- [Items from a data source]
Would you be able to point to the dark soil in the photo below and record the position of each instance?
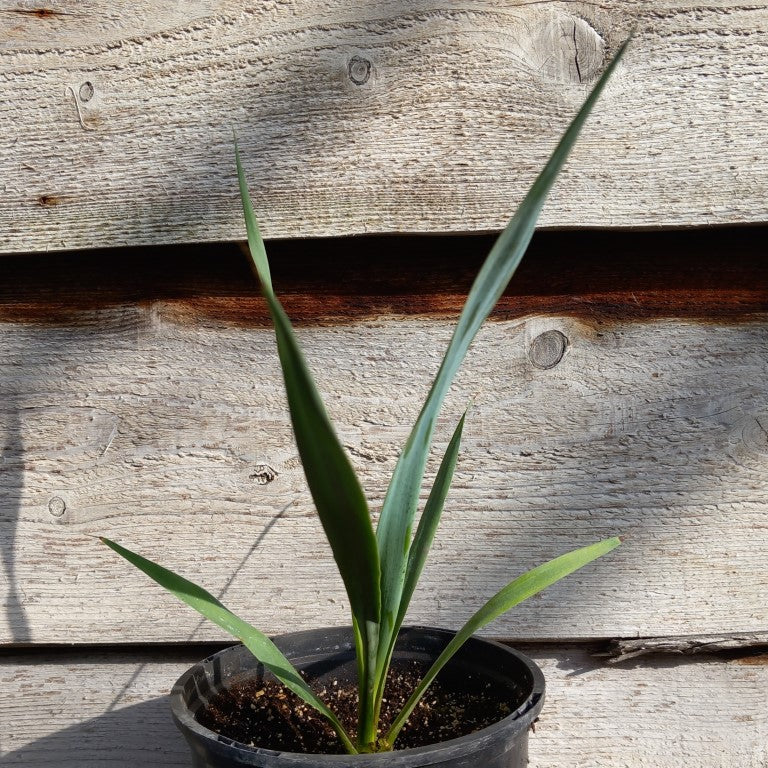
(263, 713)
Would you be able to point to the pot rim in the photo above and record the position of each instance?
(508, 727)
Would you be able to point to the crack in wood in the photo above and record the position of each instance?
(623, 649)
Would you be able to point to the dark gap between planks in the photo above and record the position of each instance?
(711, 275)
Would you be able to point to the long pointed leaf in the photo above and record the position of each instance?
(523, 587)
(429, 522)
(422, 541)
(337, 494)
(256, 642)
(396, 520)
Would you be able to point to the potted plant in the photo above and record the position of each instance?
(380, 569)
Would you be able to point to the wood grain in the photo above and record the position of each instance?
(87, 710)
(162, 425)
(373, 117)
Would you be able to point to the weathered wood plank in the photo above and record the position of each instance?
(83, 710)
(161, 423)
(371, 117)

- [Set exercise] Can you write out the entries above again, switching "record the position of each instance" to "note the location of every instance" wherever it appears and leaving the picture out? Keep every other word unchanged.

- [Expected output]
Would you be able to point to the dark soil in the photo below and note the location of every instance?
(263, 713)
Would you be able to point to the pot rim in the photo above and note the location of every instance?
(508, 727)
Would you be able to point to the crack in wood in the photo above and note the location of every instance?
(623, 649)
Would you be able to point to the dark gap between planks in the photo above and note the location of every instance?
(711, 275)
Would you be able to point to the long pointed leaf in the photo above and note the location of every instance?
(523, 587)
(429, 522)
(422, 541)
(337, 494)
(256, 642)
(396, 520)
Would you be able to point to the potted plant in the photo above and note the location of every instance?
(380, 569)
Would you be able to point to the wood grain in the photo above and note the location of every instance?
(87, 710)
(162, 425)
(373, 117)
Would you be able to point to the weathered wood plank in the photo above and note the location of every instance?
(83, 710)
(161, 423)
(371, 117)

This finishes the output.